- _PROBLEM_: Before writing out the records, remove the pictures; keep everything else exact.

- _EXERCISE DATA_:

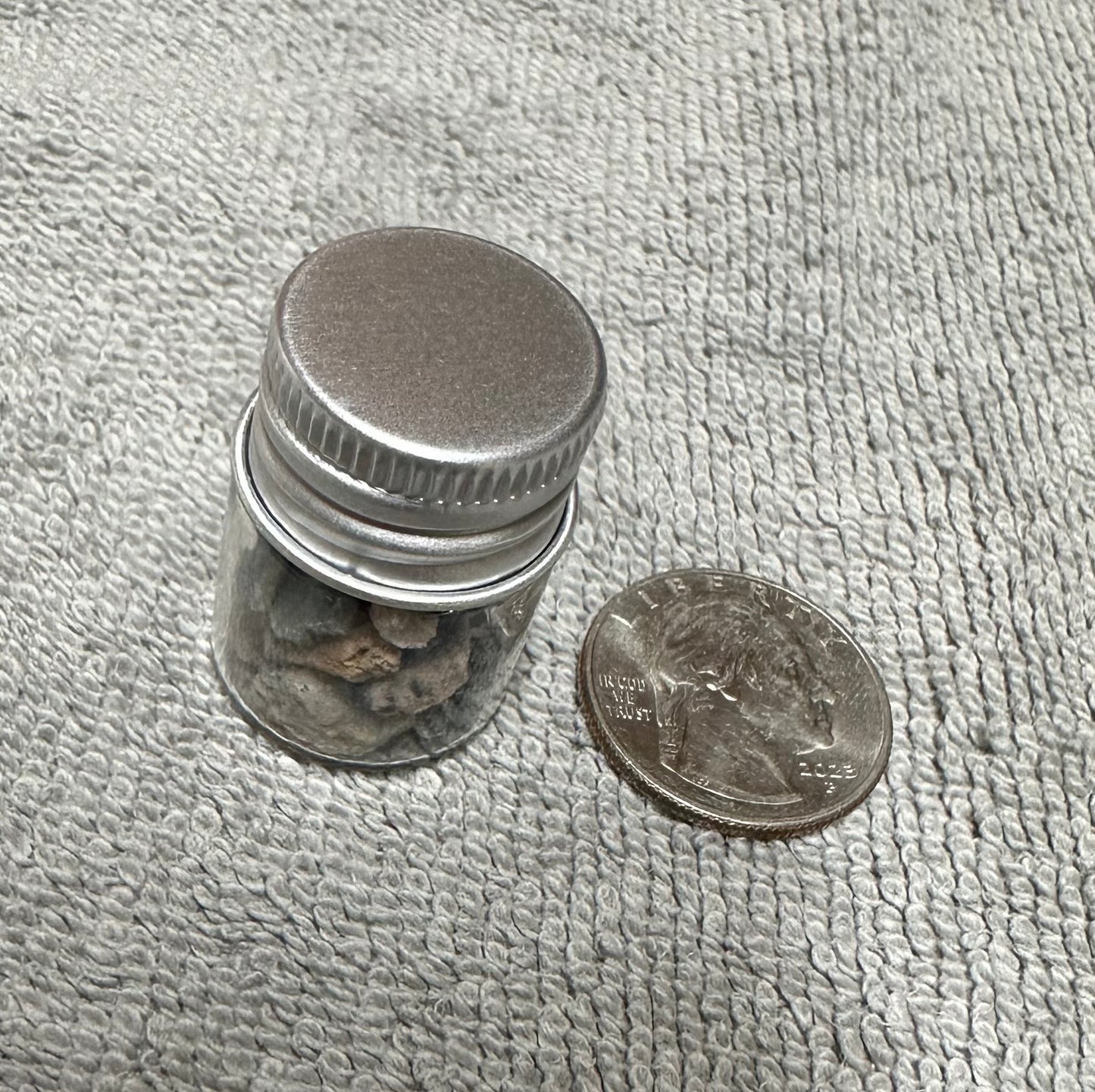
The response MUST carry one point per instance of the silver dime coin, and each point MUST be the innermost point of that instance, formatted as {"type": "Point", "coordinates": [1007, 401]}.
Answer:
{"type": "Point", "coordinates": [734, 702]}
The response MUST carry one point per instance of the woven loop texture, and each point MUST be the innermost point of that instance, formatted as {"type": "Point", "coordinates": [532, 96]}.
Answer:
{"type": "Point", "coordinates": [841, 255]}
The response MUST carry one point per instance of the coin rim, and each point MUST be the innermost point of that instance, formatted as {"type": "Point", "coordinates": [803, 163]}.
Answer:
{"type": "Point", "coordinates": [671, 801]}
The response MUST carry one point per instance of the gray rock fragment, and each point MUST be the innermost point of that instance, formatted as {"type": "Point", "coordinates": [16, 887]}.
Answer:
{"type": "Point", "coordinates": [426, 678]}
{"type": "Point", "coordinates": [319, 712]}
{"type": "Point", "coordinates": [305, 610]}
{"type": "Point", "coordinates": [357, 656]}
{"type": "Point", "coordinates": [405, 629]}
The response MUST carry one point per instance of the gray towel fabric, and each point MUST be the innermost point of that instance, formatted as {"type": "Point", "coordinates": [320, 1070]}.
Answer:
{"type": "Point", "coordinates": [841, 253]}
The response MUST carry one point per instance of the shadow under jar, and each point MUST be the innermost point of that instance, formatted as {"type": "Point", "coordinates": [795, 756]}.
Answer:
{"type": "Point", "coordinates": [403, 483]}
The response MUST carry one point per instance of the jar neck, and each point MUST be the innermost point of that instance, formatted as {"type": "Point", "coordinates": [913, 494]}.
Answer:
{"type": "Point", "coordinates": [386, 562]}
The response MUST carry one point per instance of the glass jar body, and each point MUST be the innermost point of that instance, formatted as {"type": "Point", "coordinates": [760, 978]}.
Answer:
{"type": "Point", "coordinates": [342, 678]}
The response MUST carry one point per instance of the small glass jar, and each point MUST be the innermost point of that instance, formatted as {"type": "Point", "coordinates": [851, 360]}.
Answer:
{"type": "Point", "coordinates": [403, 483]}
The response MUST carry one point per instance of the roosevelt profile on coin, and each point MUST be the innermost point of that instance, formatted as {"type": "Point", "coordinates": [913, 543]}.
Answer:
{"type": "Point", "coordinates": [734, 702]}
{"type": "Point", "coordinates": [721, 671]}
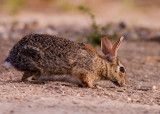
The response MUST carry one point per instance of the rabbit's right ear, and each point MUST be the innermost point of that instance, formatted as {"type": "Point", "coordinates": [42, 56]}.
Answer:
{"type": "Point", "coordinates": [106, 45]}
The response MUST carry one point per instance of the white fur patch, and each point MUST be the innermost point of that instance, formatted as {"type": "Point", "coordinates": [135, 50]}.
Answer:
{"type": "Point", "coordinates": [7, 64]}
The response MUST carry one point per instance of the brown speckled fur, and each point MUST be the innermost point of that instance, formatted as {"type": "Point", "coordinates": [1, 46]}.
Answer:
{"type": "Point", "coordinates": [40, 54]}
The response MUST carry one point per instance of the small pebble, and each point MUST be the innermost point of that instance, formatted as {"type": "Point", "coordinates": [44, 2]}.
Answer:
{"type": "Point", "coordinates": [154, 87]}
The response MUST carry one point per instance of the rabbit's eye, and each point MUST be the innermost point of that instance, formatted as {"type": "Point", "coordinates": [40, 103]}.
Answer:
{"type": "Point", "coordinates": [122, 69]}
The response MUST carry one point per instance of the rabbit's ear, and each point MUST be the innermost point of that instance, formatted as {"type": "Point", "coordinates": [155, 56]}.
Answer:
{"type": "Point", "coordinates": [106, 45]}
{"type": "Point", "coordinates": [116, 47]}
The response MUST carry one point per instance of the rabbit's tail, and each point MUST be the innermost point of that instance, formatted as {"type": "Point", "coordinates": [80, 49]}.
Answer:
{"type": "Point", "coordinates": [7, 63]}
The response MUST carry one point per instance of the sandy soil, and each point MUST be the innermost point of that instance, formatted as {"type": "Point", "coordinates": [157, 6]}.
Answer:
{"type": "Point", "coordinates": [141, 94]}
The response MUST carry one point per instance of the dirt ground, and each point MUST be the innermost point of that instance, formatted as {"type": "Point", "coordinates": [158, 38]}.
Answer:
{"type": "Point", "coordinates": [141, 94]}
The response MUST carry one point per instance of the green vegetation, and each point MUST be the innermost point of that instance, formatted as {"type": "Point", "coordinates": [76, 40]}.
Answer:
{"type": "Point", "coordinates": [14, 5]}
{"type": "Point", "coordinates": [95, 36]}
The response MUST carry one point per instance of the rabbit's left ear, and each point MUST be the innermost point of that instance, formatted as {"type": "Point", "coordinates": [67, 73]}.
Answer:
{"type": "Point", "coordinates": [116, 47]}
{"type": "Point", "coordinates": [106, 45]}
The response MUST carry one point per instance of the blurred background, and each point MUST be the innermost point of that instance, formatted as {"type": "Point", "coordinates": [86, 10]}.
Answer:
{"type": "Point", "coordinates": [82, 20]}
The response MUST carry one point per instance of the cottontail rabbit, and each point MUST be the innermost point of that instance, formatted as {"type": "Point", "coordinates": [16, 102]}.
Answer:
{"type": "Point", "coordinates": [40, 54]}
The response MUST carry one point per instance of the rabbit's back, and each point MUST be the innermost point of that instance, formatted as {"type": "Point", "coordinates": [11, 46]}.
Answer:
{"type": "Point", "coordinates": [50, 54]}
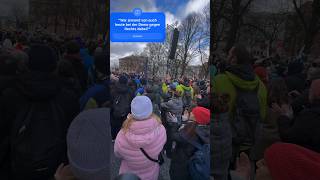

- _SOLUTION FOR THIS EXERCISE_:
The response MUST carry one point per instance of the silver dime coin, and each point MUST be the innermost point of that instance, formatted as {"type": "Point", "coordinates": [1007, 401]}.
Answer:
{"type": "Point", "coordinates": [734, 702]}
The response MUST carry one point per instance of the woven loop texture, and each point MUST be the innermost point of that instance, formatted as {"type": "Point", "coordinates": [532, 96]}.
Answer:
{"type": "Point", "coordinates": [841, 255]}
The response MUST carry one point per instance of the coin rim, and each point MUST be the innermost point of that instance, formatted as {"type": "Point", "coordinates": [803, 163]}.
Answer:
{"type": "Point", "coordinates": [671, 801]}
The response MUST carry one point per instance of the gray rock fragment, and each point MUST be the innermost point of that instance, formatted as {"type": "Point", "coordinates": [16, 887]}.
Answer:
{"type": "Point", "coordinates": [426, 678]}
{"type": "Point", "coordinates": [319, 712]}
{"type": "Point", "coordinates": [305, 610]}
{"type": "Point", "coordinates": [357, 656]}
{"type": "Point", "coordinates": [405, 629]}
The response MUST carry one point per instance of the gray towel fabric, and each point MUST be the innermost point of that instance, formatted as {"type": "Point", "coordinates": [320, 1070]}.
Answer:
{"type": "Point", "coordinates": [841, 253]}
The response MUST carry one point per instance of the shadow under jar, and each point MUST be the innermost point of that instance, formatted as {"type": "Point", "coordinates": [795, 756]}.
Answer:
{"type": "Point", "coordinates": [403, 483]}
The response MUST carry one point per instance of the jar neck, and each point MUST be the innermost point of that instance, formatted as {"type": "Point", "coordinates": [913, 494]}.
Answer:
{"type": "Point", "coordinates": [386, 562]}
The response MUST carry one point per instance of the glass jar body, and each point MUST be the innermost point of that instance, formatted as {"type": "Point", "coordinates": [760, 978]}.
Answer:
{"type": "Point", "coordinates": [342, 678]}
The response MUST carry one point per instance of the small glass jar, and each point MUST be the innermost point of that instance, formatted as {"type": "Point", "coordinates": [851, 360]}.
Answer:
{"type": "Point", "coordinates": [403, 483]}
The response MUST carry one point per instance of the roosevelt profile on coin, and each point MUST be the innermost point of that instance, formatted as {"type": "Point", "coordinates": [913, 543]}.
Answer:
{"type": "Point", "coordinates": [734, 702]}
{"type": "Point", "coordinates": [721, 671]}
The response MUST carry one point per instance of the rabbit's right ear, and each point MUST be the innermost point of that instance, formatted as {"type": "Point", "coordinates": [42, 56]}.
Answer:
{"type": "Point", "coordinates": [106, 45]}
The response MUST carry one point per instance of the white fur patch, and each point MUST be the innermost point of that instance, formatted as {"type": "Point", "coordinates": [135, 50]}.
Answer:
{"type": "Point", "coordinates": [7, 64]}
The response MUST carry one point per instance of the brown speckled fur, and each point MUST be the innermost point of that instance, formatted as {"type": "Point", "coordinates": [1, 46]}.
Answer:
{"type": "Point", "coordinates": [40, 54]}
The response MUST carry one point per instance of the small pebble, and each point MUST be the innermost point of that instance, formatted as {"type": "Point", "coordinates": [44, 2]}.
Answer:
{"type": "Point", "coordinates": [154, 87]}
The response MUST carry one point per instance of the rabbit's eye, and each point MUST be the innermost point of that instance, formatted as {"type": "Point", "coordinates": [40, 103]}.
Answer:
{"type": "Point", "coordinates": [122, 69]}
The response MUST carry one point per instance of the rabbit's ear, and each point MUST be the innermost point of that instance, formatted as {"type": "Point", "coordinates": [155, 56]}.
Answer:
{"type": "Point", "coordinates": [106, 45]}
{"type": "Point", "coordinates": [116, 47]}
The response MUST carry one point per instance of the rabbit's tail, and each point MUST be the innermost point of that instance, formatted as {"type": "Point", "coordinates": [80, 49]}.
Answer:
{"type": "Point", "coordinates": [7, 63]}
The response MUST carry one point per instance of the sandy soil, and each point MUST be the innermost point of that instance, formatted as {"type": "Point", "coordinates": [157, 6]}.
Answer:
{"type": "Point", "coordinates": [141, 94]}
The response MUST carry one point per instance of the dirt ground, and each point MUST be the innermost point of that instance, formatted as {"type": "Point", "coordinates": [158, 38]}.
Answer:
{"type": "Point", "coordinates": [141, 94]}
The response MUST carry one point per instance of the green vegetation, and each point MUST be the innermost point of that instance, formatted as {"type": "Point", "coordinates": [76, 40]}.
Answer:
{"type": "Point", "coordinates": [14, 5]}
{"type": "Point", "coordinates": [95, 36]}
The response MUST carry one point per instance of the rabbit's left ear, and each point MUST be the innermost point of that instance, formatted as {"type": "Point", "coordinates": [67, 73]}.
Answer:
{"type": "Point", "coordinates": [116, 47]}
{"type": "Point", "coordinates": [106, 45]}
The response MUST carry one point per instance of the blurred background, and each point MUST be the innermost point of that instance, formatted as {"type": "Point", "coordinates": [86, 10]}.
Answer:
{"type": "Point", "coordinates": [82, 20]}
The response MUST carry one point per instance of the cottontail rabbit, and each point MUST be the innermost point of that instance, formatted as {"type": "Point", "coordinates": [16, 102]}.
Answer:
{"type": "Point", "coordinates": [40, 54]}
The response MUST carry one point per instance of the rabbit's back, and each point MUST be the innermost point of that instance, formatted as {"type": "Point", "coordinates": [11, 46]}.
Answer:
{"type": "Point", "coordinates": [50, 54]}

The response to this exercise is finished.